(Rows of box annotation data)
::::::::

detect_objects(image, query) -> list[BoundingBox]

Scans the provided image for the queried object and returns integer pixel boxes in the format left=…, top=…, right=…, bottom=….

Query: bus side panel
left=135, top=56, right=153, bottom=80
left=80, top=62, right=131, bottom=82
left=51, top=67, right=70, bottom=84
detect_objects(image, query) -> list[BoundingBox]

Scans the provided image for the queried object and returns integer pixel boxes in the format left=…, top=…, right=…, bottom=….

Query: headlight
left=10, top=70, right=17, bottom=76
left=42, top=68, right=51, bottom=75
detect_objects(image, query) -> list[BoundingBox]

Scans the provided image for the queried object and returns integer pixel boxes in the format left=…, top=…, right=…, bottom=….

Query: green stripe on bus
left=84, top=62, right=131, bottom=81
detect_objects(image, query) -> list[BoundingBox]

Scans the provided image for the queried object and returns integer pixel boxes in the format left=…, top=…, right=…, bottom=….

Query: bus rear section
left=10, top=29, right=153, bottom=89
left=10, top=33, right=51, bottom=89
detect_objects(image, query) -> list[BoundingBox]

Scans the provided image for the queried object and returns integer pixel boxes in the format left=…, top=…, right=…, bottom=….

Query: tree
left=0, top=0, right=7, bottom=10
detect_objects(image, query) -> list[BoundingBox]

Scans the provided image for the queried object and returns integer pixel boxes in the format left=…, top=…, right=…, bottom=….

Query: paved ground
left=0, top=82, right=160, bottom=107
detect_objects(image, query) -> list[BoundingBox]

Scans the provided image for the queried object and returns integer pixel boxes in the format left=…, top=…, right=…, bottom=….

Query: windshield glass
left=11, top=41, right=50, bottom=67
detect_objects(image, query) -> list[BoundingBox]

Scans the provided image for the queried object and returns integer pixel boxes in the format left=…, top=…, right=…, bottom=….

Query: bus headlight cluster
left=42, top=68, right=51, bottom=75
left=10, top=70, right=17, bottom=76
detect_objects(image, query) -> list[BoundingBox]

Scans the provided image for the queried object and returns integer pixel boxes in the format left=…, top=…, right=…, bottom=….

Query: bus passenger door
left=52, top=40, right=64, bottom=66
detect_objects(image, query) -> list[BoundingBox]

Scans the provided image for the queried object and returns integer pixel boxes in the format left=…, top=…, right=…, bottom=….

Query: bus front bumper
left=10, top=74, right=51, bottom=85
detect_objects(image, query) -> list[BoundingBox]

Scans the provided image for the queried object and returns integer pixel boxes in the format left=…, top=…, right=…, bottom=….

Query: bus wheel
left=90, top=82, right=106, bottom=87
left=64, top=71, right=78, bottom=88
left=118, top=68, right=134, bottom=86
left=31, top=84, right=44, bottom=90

::::::::

Can you quote the entire listing above word for word, every line from the first to the last?

detect_objects(image, query) -> list[BoundingBox]

Scans the provided image for the queried object and returns integer pixel boxes in the format left=…, top=…, right=…, bottom=….

Query: bus side panel
left=135, top=56, right=153, bottom=80
left=80, top=62, right=131, bottom=82
left=51, top=67, right=70, bottom=84
detect_objects(image, query) -> list[BoundingBox]

Scans the provided image for the queried object and returns integer pixel boxes in the format left=…, top=…, right=…, bottom=….

Query: headlight
left=10, top=70, right=17, bottom=76
left=42, top=68, right=51, bottom=75
detect_objects(image, query) -> list[BoundingBox]

Scans the provided image for the queried object and returns integer pixel boxes in the format left=…, top=…, right=…, bottom=….

Query: green stripe on bus
left=84, top=62, right=131, bottom=81
detect_objects(image, query) -> list[BoundingBox]

Scans the provided image for the queried object and returns integer pixel boxes in the format left=…, top=…, right=…, bottom=….

Query: bus rear section
left=10, top=29, right=153, bottom=89
left=10, top=33, right=51, bottom=89
detect_objects(image, query) -> list[BoundingBox]

Scans the provided image for the queried object and returns integer pixel boxes in the format left=…, top=…, right=…, bottom=….

Query: tree
left=0, top=0, right=7, bottom=10
detect_objects(image, query) -> list[BoundingBox]

Scans the provided image for the queried object and returns integer pixel boxes in the format left=…, top=…, right=…, bottom=….

Query: paved ground
left=0, top=82, right=160, bottom=107
detect_objects(image, query) -> list[BoundingBox]

Scans the provided image for the queried object and returns integer pixel boxes in the format left=…, top=…, right=…, bottom=….

Query: windshield glass
left=11, top=41, right=50, bottom=67
detect_objects(image, query) -> list[BoundingBox]

Scans the provided image for the queried object and returns integer pixel boxes in the format left=…, top=…, right=…, bottom=….

Query: bus headlight cluster
left=42, top=68, right=51, bottom=75
left=10, top=70, right=17, bottom=76
detect_objects(image, query) -> list[BoundingBox]

Scans the provided image for the queried object and returns integer pixel boxes in the format left=…, top=…, right=…, bottom=….

Query: bus passenger door
left=52, top=40, right=64, bottom=66
detect_objects(image, query) -> list[BoundingBox]

Scans the provided image for the queried object and returns integer pixel boxes in the format left=…, top=…, right=…, bottom=….

Query: bus front bumper
left=10, top=74, right=51, bottom=85
detect_objects(image, query) -> list[BoundingBox]

Scans the provided image for the queried object and returns integer pixel boxes in the format left=…, top=…, right=…, bottom=….

Query: bus wheel
left=90, top=82, right=106, bottom=87
left=64, top=71, right=78, bottom=88
left=118, top=68, right=134, bottom=86
left=31, top=84, right=44, bottom=90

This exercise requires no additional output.